TASK PROMPT:
The account of the knee injury below tells what the narrator did with the football on the first play. List each thing the narrator did with the ball, in the order the account gives them.

SOURCE DOCUMENT:
I called our first play from scrimmage: “Sweep left, option pass deep.” I took the direct snap from center, moved left, pumping the nose of the ball into my left hand as if intending to pass but my target was covered. As my blocking back moved the defensive end toward the sideline I tucked the ball into the crook of my arm, planted my left foot to quickly turn up field, and ... the lights went out!

Through the crackling sound of cartilage and ligament I saw lightning-colored stars on a liquid black sky. Suddenly, I was on the ground clutching my knee tightly to my chest while rolling from side to side in pain.


That was the beginning! Whirlpool therapy, followed by simple surgery to trim away torn cartilage was standard procedure in those days. Non-standard was reserved for a celebrity quarterback like Joe Namath, who sustained a similar knee injury a short time later. But after trimming torn cartilage, his doctor literally took tucks in his stretched lateral ligaments, cinching up the joint as tight as ever.

SUPPLIED INFORMATION:
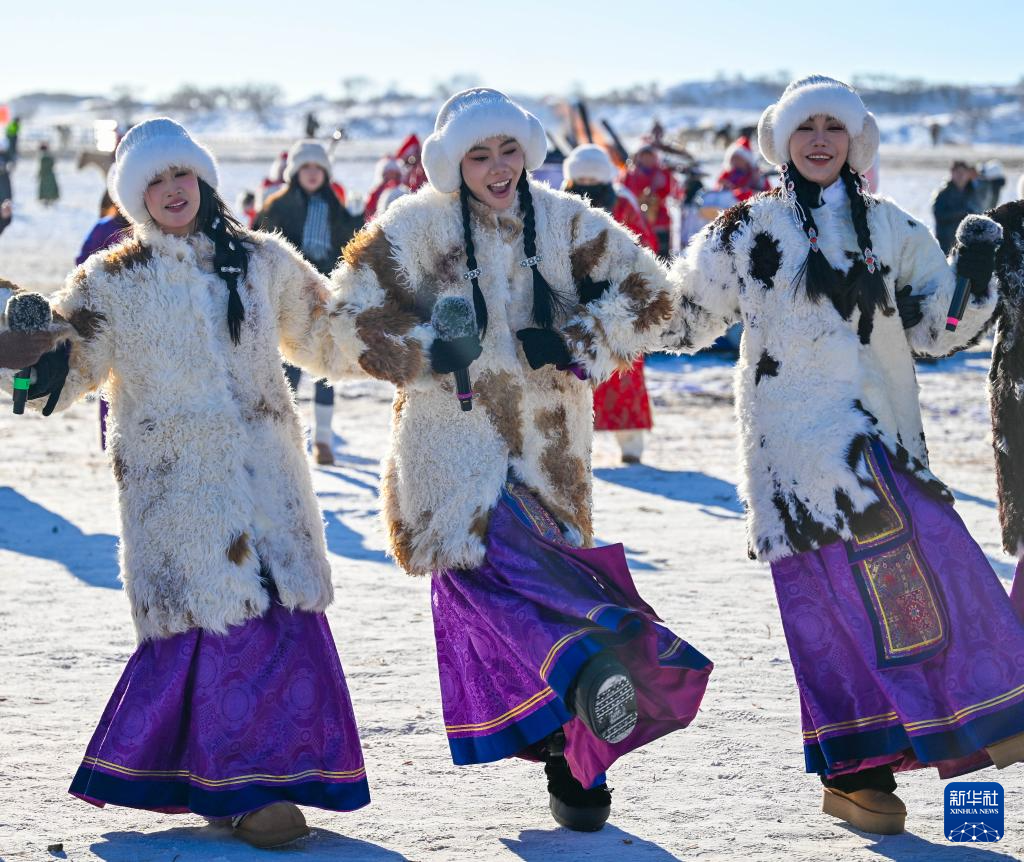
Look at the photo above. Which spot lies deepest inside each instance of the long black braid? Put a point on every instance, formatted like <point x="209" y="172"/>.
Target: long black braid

EXERCISE ANSWER:
1. Took the direct snap from center.
2. Pumped the nose of the ball into the left hand as if intending to pass.
3. Tucked the ball into the crook of the arm.